GIVEN TASK
Write out, word for word, the stretch of the YAML samplers page from "Samplers Syntax" through "Hamiltonian is changing)".

PAGE
Samplers Header for YAML Files

The samplers section tells YANK how it should sample multiple thermodynamic states in order to estimate free energies between states of interest. Together with the mcmc_moves section, this section provides a flexible way to control how thermodynamic states are efficiently sampled.

This block is fully optional for those who do not wish to fiddle with such settings and to support backwards compatible YAML scripts. If this no sampler is given to experiment, then a DEFAULT one is used.


Samplers Syntax

samplers:
    {UserDefinedSamplerName}:
        type: {Sampler}
        mcmc_moves: {MCMCName}
        number_of_iterations: {NumberOfIterations}
        {SamplerOptions}

The {Sampler} can be one of the following:

  • MultistateSampler: Independent simulations at distinct thermodynamic states
  • ReplicaExchangeSampler: Replica exchange among thermodynamic states (also called Hamiltonian exchange if only the Hamiltonian is changing)
  • SAMSSampler: Self-adjusted mixture sampling (also known as optimally-adjusted mixture sampling)

The above block is the minimum syntax needed for any definition for any of the options.

The {MCMCName} denotes the name of an MCMC scheme block to be used to update the replicas at fixed thermodynamic state. See MCMC defaults for more information about MCMC schemes.

STORED DATA
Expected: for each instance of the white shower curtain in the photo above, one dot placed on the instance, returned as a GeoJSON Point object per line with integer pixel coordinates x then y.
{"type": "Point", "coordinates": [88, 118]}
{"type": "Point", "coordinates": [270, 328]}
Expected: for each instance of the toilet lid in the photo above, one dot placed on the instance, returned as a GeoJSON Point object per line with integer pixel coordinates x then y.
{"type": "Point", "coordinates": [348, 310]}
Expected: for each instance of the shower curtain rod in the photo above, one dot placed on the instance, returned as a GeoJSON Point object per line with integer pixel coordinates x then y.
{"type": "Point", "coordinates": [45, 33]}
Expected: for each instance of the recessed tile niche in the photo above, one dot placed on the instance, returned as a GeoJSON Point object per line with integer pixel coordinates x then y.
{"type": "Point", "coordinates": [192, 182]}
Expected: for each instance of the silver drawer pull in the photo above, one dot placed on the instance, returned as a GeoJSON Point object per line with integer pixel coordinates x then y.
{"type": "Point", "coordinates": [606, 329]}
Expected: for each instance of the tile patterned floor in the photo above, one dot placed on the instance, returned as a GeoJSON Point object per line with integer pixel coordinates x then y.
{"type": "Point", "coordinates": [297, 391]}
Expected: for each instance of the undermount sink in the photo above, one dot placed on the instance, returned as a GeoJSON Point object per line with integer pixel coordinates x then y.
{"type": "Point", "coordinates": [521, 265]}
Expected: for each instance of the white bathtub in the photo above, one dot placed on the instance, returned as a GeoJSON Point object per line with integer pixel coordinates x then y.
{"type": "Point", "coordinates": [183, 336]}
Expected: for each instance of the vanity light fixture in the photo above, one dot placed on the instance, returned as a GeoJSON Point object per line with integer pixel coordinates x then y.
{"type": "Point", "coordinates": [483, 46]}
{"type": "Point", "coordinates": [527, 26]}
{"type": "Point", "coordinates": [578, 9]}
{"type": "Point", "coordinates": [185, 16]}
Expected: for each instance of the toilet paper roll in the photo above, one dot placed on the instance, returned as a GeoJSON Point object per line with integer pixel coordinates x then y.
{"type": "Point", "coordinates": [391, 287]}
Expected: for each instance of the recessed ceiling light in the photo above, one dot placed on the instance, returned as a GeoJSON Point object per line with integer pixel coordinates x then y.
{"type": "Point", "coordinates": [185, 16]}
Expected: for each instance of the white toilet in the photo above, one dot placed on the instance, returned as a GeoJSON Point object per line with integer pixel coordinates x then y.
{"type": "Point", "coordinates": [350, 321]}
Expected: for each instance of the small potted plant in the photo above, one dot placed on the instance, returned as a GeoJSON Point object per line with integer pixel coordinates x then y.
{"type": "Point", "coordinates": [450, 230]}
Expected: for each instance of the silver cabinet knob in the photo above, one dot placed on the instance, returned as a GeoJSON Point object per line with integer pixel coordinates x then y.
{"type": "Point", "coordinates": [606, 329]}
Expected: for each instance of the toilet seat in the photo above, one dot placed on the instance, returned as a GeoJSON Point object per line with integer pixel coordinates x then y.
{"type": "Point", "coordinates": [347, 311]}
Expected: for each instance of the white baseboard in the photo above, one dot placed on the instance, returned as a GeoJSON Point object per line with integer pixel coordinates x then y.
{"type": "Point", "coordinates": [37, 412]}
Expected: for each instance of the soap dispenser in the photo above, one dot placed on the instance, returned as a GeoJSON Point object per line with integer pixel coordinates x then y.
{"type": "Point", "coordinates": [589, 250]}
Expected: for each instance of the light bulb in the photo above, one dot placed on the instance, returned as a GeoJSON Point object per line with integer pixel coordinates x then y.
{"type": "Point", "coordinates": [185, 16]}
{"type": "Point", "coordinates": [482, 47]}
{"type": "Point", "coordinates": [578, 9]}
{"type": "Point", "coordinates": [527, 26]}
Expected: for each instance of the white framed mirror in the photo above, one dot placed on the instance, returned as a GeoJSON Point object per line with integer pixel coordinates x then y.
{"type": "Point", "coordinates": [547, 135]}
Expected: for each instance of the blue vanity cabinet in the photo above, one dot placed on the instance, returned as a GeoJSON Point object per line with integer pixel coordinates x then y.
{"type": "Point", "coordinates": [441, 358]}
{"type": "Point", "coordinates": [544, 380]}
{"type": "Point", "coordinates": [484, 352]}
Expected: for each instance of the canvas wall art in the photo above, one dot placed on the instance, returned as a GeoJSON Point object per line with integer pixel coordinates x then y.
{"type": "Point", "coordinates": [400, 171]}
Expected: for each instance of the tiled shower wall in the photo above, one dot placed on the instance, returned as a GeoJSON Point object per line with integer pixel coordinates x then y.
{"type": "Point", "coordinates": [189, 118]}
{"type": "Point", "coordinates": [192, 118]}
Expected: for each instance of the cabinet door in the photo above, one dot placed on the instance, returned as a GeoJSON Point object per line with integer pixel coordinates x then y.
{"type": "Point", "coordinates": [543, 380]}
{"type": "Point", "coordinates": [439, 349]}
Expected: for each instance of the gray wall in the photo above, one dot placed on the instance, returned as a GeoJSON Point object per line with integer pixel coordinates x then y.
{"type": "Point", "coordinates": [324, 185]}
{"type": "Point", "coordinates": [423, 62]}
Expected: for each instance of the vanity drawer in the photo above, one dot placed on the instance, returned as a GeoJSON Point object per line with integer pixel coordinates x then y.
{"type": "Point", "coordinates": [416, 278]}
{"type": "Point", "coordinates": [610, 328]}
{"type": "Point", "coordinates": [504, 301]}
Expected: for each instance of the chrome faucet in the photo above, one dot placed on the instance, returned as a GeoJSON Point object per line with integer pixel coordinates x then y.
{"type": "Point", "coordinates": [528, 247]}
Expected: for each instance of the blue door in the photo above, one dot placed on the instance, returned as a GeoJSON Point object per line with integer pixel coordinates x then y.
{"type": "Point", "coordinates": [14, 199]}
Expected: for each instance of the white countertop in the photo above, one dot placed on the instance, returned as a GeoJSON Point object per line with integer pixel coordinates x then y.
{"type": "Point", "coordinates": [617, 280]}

REPLY TO THE TASK
Samplers Syntax

samplers:
    {UserDefinedSamplerName}:
        type: {Sampler}
        mcmc_moves: {MCMCName}
        number_of_iterations: {NumberOfIterations}
        {SamplerOptions}

The {Sampler} can be one of the following:

  • MultistateSampler: Independent simulations at distinct thermodynamic states
  • ReplicaExchangeSampler: Replica exchange among thermodynamic states (also called Hamiltonian exchange if only the Hamiltonian is changing)